## STATED GOAL
Can you retype, word for word, everything from "Even though the" down to "the aforementioned pyramids." in the Newgrange text?

## EXCERPT

Even though the Pyramids in Egypt, Macchu Picchu in Peru, and Angor Wat in Cambodia receive attention as some of the oldest structures on Earth, and rightfully so, there are other locations around the planet that are just as impressive, and just as mysterious. Out of all of these spots, it should come as no surprise that many of these structures are located in Ireland, and one of them, Newgrange, is considered one of the most important megalithic structures in Europe. Like the Poulnabrone Portal Tomb, the site at Newgrange is also a tomb, but is considered a passage tomb that was constructed at a similar time - items at Poulnabrone were dated at around 4200 B.C., and Newgrange was reportedly constructed around 3200 B.C., well before the construction of Stonehenge, and the aforementioned pyramids.
While Pounlnabrone is an impressive location with an impressive capstone, the tomb at Newgrange is a location that is even more awe-inspiring in terms of architecture and construction. The Newgrange site is a large circular mound, that is two hundred and forty nine feet in diameter, that is thirty nine feet high. The circumference of the mound is also surrounded by ninety-seven large kerbstones, many of which are covered with extensive - and well preserved megalithic art. If all of this wasn’t interesting enough, the most impressive feature of Newgrange is the main chamber passage, which is also fronted by a spectacular carved kerbstone. This passage heads some sixty feet into the the interior of the tomb, and ends in a chamber in the center of the structure with an impressive vault roof and a number of separate alcoves.

## GIVEN INFORMATION

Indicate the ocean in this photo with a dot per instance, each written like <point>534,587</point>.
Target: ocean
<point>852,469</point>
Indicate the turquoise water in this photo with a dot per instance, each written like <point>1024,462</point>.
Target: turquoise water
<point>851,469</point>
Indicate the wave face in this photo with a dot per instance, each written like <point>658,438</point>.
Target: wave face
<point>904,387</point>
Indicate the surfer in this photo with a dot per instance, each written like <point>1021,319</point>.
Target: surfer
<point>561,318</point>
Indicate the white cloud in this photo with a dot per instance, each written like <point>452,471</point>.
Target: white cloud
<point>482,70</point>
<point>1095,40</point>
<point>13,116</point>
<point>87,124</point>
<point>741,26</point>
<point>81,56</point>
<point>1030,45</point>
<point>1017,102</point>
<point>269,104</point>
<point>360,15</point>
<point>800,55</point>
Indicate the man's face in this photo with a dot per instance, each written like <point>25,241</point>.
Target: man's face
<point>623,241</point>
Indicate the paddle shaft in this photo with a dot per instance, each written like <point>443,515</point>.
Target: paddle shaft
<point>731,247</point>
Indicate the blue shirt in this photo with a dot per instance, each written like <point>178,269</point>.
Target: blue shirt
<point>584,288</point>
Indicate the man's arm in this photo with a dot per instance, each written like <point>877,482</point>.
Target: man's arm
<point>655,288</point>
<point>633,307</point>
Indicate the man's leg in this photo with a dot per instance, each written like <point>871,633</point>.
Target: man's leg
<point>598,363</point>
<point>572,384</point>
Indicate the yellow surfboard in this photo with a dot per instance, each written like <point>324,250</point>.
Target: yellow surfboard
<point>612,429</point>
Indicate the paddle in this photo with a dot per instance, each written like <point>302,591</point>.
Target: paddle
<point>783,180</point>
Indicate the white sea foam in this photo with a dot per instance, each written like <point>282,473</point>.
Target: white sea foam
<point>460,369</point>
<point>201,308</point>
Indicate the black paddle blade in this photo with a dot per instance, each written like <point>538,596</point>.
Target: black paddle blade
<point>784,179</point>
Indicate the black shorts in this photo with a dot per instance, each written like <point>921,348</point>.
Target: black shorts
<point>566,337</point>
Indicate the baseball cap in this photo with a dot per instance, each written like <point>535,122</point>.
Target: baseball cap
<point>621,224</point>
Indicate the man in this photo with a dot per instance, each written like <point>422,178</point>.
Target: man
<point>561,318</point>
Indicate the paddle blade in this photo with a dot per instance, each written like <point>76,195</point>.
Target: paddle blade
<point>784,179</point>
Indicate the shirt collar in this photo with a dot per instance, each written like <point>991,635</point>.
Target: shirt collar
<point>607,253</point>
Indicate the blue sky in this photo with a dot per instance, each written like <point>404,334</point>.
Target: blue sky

## WRITTEN ANSWER
Even though the Pyramids in Egypt, Macchu Picchu in Peru, and Angor Wat in Cambodia receive attention as some of the oldest structures on Earth, and rightfully so, there are other locations around the planet that are just as impressive, and just as mysterious. Out of all of these spots, it should come as no surprise that many of these structures are located in Ireland, and one of them, Newgrange, is considered one of the most important megalithic structures in Europe. Like the Poulnabrone Portal Tomb, the site at Newgrange is also a tomb, but is considered a passage tomb that was constructed at a similar time - items at Poulnabrone were dated at around 4200 B.C., and Newgrange was reportedly constructed around 3200 B.C., well before the construction of Stonehenge, and the aforementioned pyramids.